EXERCISE GOAL:
Wherever the string "planking" appears in a line of the listing below, report that line.

INPUT DATA:
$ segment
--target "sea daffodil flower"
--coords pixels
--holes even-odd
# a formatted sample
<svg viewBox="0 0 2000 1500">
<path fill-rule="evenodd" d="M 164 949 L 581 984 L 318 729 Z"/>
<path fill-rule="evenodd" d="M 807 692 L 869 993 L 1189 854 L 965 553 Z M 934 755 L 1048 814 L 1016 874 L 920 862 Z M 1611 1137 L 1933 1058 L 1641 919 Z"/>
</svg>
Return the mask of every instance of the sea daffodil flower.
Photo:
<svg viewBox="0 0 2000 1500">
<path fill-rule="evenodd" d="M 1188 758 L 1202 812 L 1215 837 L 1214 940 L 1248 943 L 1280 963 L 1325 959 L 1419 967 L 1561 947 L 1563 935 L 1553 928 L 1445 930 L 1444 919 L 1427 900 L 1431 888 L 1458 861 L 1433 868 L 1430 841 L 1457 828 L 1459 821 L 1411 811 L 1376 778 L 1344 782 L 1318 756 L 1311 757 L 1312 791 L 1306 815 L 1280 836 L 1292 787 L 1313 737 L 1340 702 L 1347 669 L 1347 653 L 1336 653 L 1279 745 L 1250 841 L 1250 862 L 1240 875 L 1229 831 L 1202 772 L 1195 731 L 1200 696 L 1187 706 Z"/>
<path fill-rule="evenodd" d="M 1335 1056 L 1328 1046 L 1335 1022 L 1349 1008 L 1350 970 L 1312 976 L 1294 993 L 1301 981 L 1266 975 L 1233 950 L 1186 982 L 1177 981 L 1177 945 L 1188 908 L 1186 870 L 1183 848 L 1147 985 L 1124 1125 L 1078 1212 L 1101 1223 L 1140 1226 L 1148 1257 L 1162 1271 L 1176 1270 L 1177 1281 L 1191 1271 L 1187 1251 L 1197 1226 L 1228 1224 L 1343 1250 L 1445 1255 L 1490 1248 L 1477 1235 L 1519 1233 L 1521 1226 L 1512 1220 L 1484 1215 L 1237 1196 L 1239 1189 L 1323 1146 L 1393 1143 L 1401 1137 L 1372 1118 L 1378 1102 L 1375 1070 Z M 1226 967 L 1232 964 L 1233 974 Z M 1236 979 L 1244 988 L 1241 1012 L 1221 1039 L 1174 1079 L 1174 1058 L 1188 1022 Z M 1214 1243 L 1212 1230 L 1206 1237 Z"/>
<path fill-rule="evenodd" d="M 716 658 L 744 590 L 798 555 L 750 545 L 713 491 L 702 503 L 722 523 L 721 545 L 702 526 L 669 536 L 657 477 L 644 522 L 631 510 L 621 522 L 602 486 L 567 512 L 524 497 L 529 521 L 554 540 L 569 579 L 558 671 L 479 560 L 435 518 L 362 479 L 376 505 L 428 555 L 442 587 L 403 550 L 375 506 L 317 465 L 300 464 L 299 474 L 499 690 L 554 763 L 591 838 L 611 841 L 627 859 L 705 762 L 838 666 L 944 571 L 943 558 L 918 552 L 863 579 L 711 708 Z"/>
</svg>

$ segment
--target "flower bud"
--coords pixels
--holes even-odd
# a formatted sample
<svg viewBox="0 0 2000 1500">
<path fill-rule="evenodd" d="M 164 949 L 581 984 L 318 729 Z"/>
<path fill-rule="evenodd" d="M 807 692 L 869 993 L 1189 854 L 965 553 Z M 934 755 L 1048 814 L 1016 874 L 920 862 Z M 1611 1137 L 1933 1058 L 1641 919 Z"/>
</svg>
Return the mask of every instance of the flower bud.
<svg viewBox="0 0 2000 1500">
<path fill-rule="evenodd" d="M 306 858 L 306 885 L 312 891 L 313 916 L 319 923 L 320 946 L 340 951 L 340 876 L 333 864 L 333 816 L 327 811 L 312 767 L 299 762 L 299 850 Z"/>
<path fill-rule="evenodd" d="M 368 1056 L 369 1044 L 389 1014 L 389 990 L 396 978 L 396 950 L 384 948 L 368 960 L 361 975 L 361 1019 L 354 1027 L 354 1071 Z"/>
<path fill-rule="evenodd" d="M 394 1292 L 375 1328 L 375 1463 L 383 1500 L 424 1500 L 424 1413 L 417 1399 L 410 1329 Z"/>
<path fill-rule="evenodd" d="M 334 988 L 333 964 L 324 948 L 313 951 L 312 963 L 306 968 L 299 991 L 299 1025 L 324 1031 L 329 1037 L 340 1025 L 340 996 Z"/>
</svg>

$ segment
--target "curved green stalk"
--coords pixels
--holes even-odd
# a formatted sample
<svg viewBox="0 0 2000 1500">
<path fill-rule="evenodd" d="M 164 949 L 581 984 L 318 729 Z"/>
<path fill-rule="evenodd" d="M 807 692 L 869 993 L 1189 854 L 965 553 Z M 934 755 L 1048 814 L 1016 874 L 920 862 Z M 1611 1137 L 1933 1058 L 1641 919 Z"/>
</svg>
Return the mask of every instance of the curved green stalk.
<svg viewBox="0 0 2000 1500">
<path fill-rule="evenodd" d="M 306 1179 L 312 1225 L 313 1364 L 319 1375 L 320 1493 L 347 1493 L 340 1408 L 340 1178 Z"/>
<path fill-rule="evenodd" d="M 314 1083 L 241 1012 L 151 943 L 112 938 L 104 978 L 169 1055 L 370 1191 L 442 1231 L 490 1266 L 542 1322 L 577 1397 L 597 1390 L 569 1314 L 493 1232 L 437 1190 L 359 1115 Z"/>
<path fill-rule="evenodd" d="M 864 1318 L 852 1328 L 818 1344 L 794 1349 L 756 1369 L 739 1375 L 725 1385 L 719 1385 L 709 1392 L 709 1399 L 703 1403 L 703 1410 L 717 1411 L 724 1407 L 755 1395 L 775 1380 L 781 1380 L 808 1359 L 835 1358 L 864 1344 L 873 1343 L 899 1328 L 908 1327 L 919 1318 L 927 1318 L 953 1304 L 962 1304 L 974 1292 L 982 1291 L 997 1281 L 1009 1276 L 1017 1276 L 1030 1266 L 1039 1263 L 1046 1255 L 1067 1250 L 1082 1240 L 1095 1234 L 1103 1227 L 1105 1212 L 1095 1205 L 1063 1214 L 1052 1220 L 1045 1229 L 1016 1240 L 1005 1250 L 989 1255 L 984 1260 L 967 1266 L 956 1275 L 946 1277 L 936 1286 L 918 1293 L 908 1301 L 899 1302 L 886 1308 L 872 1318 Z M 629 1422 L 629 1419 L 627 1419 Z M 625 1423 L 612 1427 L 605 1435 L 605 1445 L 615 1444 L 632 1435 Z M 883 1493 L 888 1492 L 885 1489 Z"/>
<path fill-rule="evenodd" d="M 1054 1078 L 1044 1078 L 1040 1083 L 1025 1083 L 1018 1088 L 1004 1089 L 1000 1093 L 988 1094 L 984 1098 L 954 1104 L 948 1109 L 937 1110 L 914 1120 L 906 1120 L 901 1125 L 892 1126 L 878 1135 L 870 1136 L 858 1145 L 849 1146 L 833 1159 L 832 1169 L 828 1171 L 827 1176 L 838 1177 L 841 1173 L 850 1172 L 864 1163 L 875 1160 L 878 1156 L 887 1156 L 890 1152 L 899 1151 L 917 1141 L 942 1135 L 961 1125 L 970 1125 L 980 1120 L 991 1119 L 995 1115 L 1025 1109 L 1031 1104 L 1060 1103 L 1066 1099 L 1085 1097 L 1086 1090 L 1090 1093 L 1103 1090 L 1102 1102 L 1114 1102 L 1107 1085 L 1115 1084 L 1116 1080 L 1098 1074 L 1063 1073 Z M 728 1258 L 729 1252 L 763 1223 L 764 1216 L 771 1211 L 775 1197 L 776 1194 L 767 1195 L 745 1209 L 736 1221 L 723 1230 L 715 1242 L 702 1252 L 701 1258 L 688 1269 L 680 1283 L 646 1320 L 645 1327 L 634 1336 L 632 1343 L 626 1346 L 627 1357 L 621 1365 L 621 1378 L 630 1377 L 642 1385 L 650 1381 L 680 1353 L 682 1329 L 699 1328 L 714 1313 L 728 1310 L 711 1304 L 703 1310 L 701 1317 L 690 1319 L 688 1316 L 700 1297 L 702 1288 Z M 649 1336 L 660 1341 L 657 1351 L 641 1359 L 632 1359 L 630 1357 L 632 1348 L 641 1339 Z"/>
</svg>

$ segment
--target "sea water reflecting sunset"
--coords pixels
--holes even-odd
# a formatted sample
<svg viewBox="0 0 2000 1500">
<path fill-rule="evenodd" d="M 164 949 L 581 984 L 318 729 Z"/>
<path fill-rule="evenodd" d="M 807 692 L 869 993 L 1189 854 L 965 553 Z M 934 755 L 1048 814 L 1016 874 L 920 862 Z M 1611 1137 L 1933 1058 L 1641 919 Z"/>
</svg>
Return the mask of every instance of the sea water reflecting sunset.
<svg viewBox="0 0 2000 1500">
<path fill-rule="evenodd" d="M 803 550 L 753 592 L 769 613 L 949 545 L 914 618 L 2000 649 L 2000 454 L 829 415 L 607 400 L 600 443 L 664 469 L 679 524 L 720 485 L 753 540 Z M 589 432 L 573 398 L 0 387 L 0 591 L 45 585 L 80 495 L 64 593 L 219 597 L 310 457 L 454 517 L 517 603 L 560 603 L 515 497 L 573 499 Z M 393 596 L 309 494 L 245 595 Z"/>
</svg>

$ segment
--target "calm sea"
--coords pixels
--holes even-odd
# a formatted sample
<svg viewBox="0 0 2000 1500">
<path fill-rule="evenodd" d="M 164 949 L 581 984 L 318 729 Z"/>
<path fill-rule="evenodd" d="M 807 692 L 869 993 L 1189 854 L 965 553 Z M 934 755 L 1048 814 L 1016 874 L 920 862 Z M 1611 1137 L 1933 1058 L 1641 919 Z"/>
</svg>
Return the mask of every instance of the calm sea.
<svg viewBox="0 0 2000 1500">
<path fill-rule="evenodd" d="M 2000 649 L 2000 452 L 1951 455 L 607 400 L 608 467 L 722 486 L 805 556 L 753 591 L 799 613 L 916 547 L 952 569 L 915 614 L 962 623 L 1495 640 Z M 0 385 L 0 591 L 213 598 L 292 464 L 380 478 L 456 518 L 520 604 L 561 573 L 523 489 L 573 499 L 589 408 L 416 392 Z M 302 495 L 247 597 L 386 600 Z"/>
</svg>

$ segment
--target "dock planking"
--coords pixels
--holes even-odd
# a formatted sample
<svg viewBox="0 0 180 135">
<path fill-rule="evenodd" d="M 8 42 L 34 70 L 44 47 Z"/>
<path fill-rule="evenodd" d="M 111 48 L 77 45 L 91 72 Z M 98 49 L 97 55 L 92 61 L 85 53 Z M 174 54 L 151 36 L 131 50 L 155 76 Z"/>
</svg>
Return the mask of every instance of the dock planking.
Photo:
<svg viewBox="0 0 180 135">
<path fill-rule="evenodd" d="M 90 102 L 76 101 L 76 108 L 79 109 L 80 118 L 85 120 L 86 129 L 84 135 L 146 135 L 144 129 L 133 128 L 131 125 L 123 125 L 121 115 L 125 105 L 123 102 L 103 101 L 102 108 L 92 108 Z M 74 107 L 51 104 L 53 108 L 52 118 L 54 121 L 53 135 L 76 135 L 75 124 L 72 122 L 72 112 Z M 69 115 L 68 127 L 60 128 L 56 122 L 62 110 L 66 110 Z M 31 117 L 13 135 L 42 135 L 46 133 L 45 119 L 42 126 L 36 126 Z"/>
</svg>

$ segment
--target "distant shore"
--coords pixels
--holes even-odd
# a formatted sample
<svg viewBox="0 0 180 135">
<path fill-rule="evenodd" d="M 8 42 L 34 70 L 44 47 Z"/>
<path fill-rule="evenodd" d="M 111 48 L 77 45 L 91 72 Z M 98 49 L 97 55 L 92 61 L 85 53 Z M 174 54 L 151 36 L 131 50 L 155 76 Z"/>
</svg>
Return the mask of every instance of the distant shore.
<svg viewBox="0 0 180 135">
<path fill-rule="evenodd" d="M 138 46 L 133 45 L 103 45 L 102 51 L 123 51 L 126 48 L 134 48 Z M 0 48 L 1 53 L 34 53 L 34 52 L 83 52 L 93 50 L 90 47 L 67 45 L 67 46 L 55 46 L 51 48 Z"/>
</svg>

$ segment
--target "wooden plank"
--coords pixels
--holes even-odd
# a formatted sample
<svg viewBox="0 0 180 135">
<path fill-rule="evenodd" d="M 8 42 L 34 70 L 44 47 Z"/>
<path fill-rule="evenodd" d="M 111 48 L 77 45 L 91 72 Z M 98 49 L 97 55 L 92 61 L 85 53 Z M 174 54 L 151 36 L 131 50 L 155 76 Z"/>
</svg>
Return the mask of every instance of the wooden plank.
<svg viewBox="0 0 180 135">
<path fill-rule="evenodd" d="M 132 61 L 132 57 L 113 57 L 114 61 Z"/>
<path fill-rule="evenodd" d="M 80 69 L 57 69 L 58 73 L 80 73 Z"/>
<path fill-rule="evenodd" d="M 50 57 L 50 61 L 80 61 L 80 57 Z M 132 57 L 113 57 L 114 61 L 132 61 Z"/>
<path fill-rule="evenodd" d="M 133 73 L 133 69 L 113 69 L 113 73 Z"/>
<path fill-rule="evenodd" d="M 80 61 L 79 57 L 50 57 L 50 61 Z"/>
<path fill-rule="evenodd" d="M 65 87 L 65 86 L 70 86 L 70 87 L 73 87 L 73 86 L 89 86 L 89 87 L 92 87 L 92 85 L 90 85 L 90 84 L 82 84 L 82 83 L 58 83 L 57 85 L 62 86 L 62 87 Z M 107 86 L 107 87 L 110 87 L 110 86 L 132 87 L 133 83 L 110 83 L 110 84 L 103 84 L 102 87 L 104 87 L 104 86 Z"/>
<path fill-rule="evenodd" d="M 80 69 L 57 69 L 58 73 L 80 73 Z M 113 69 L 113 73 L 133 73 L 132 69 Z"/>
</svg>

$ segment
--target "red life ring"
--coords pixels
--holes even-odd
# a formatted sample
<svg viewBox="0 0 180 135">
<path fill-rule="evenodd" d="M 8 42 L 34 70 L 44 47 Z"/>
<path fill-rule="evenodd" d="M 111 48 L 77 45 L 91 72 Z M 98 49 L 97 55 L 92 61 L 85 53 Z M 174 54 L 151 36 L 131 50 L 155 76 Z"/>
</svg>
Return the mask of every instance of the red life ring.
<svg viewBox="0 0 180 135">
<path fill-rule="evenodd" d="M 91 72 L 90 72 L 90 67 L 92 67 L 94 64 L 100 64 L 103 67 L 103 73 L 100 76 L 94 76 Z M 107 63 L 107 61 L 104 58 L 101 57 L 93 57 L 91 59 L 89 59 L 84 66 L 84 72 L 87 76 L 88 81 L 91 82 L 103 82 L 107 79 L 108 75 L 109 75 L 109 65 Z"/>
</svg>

ANSWER BOX:
--target "dock planking"
Return the mask of every instance of the dock planking.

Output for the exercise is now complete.